Restate word for word the span that opens with the line containing "Exercise. Put one point on every instance of the window in" and closes with the final line of the data; give only those lines.

▸ **Extracted material**
******
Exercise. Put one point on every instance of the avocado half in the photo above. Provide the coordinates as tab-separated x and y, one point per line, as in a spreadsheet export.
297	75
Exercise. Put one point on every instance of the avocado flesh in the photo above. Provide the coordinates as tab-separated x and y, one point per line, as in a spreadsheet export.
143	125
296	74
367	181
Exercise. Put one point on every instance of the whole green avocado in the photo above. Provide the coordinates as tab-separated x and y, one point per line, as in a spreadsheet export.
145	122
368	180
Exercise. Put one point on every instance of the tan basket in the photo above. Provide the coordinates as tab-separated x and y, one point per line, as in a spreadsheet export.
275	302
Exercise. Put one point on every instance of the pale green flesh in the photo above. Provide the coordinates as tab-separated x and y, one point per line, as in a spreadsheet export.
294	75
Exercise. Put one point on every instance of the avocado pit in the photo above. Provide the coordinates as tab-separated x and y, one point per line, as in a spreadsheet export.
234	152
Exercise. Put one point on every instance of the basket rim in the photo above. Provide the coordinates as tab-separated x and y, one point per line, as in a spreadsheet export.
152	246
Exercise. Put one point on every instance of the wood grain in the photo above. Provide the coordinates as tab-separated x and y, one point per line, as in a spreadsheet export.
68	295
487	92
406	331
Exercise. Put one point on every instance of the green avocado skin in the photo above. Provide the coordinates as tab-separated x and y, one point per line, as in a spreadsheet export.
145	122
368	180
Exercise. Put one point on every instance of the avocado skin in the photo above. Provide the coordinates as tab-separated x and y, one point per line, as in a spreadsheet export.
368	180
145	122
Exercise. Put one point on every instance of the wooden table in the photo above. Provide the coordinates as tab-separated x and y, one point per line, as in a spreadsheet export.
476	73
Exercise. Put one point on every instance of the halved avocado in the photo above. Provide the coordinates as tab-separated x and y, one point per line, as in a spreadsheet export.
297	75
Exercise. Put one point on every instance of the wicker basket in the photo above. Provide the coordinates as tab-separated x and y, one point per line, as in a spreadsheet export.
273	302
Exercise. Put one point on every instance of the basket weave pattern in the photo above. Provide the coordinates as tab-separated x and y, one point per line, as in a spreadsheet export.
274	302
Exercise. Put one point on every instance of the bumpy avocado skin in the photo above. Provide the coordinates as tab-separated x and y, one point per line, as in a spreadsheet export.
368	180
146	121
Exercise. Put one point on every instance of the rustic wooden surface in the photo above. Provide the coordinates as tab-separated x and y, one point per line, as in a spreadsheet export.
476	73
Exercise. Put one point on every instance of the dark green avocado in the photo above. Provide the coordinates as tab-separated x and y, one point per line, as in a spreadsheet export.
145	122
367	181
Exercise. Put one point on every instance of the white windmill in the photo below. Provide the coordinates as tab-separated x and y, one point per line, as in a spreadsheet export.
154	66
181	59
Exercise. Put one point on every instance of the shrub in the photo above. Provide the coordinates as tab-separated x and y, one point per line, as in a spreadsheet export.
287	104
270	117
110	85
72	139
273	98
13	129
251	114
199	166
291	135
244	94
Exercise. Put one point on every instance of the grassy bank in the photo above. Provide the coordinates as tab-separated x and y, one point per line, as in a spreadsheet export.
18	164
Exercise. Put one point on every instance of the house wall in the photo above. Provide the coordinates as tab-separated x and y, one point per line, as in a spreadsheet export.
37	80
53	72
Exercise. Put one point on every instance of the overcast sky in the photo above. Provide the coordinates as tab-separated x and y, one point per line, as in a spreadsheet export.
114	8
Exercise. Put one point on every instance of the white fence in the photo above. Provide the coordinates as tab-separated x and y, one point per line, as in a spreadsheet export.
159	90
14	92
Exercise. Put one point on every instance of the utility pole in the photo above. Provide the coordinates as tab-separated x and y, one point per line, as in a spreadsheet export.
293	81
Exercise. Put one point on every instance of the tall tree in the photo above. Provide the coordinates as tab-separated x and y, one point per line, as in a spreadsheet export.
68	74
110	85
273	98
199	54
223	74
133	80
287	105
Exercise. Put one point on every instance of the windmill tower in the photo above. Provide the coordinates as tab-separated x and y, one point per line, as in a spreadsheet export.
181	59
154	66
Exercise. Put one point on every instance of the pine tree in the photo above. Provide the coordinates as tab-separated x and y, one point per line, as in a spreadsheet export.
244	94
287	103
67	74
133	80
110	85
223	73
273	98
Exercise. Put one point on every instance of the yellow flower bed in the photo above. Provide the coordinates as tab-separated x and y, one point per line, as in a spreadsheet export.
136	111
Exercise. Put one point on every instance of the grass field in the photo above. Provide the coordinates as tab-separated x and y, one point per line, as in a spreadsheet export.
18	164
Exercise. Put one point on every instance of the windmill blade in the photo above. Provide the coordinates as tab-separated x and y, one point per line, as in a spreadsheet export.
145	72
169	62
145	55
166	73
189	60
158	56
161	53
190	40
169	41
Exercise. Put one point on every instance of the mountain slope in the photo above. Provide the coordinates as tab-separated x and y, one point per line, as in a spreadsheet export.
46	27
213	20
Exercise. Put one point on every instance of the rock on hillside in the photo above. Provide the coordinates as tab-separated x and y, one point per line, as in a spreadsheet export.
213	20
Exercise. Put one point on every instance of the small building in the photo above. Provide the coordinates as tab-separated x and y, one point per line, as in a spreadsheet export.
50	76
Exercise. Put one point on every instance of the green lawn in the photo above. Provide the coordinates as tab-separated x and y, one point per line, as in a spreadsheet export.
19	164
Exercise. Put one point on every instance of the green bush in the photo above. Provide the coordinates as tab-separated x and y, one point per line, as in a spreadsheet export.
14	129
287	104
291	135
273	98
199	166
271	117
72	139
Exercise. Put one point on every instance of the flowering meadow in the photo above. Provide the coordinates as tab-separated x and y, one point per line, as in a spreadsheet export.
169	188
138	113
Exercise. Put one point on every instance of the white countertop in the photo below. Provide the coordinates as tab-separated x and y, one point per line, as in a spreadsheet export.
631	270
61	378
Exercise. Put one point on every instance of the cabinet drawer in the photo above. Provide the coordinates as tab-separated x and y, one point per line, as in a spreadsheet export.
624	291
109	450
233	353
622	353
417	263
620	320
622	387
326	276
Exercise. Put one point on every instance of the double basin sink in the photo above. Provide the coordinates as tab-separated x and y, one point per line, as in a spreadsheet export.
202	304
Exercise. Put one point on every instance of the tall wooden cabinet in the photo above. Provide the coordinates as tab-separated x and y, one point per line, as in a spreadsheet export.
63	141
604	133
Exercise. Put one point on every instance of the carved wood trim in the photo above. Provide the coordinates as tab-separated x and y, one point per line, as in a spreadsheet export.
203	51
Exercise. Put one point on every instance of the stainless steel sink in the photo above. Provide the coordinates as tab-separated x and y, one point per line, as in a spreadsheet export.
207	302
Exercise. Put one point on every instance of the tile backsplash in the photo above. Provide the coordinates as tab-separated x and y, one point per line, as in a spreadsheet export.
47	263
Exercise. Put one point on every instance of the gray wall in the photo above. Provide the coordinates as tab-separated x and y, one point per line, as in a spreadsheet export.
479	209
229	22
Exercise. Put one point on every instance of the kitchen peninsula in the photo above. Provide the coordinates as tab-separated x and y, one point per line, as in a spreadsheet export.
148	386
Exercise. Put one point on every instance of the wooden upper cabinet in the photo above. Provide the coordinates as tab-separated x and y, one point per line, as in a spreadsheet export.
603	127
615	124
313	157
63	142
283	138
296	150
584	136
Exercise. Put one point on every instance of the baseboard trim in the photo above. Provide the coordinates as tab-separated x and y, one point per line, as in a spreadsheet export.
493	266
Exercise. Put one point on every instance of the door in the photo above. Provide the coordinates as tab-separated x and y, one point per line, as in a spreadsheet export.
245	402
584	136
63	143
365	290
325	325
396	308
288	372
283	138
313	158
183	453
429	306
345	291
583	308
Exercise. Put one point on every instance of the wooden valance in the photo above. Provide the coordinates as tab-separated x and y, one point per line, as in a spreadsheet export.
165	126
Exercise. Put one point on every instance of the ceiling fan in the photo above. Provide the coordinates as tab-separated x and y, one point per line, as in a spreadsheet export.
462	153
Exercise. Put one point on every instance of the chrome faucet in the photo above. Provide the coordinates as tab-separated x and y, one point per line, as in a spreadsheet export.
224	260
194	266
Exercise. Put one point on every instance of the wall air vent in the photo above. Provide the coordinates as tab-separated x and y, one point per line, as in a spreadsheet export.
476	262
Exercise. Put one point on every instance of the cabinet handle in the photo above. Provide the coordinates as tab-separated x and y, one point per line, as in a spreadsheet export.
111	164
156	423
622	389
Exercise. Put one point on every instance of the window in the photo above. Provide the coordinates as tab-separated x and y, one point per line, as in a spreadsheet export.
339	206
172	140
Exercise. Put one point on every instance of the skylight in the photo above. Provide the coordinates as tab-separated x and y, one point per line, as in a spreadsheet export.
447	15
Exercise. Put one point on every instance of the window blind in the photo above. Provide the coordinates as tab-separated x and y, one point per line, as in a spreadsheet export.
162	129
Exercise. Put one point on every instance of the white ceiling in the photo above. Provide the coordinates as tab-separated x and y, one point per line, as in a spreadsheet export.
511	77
******
▸ **Response for this exercise**
Exercise. Put one point on every instance of the window in the photo above. Provide the coordinates as tab-separated x and y, one point per line, as in a spreadsheet export.
339	206
172	140
Exercise. Put one point on every instance of the skylight in the photo above. Provide the coordinates as tab-separated x and y, one point per line, as in a spreadsheet export.
447	15
Exercise. Put one point on every instance of the window blind in the photo above. Provide the coordinates as tab-separated x and y, one point per line, as in a spreadsheet export.
162	129
Exercise. Put one point on every instance of the white ceiling in the photo above. Provide the coordinates as tab-separated x and y, one point per line, as in a spreadsheet export.
511	77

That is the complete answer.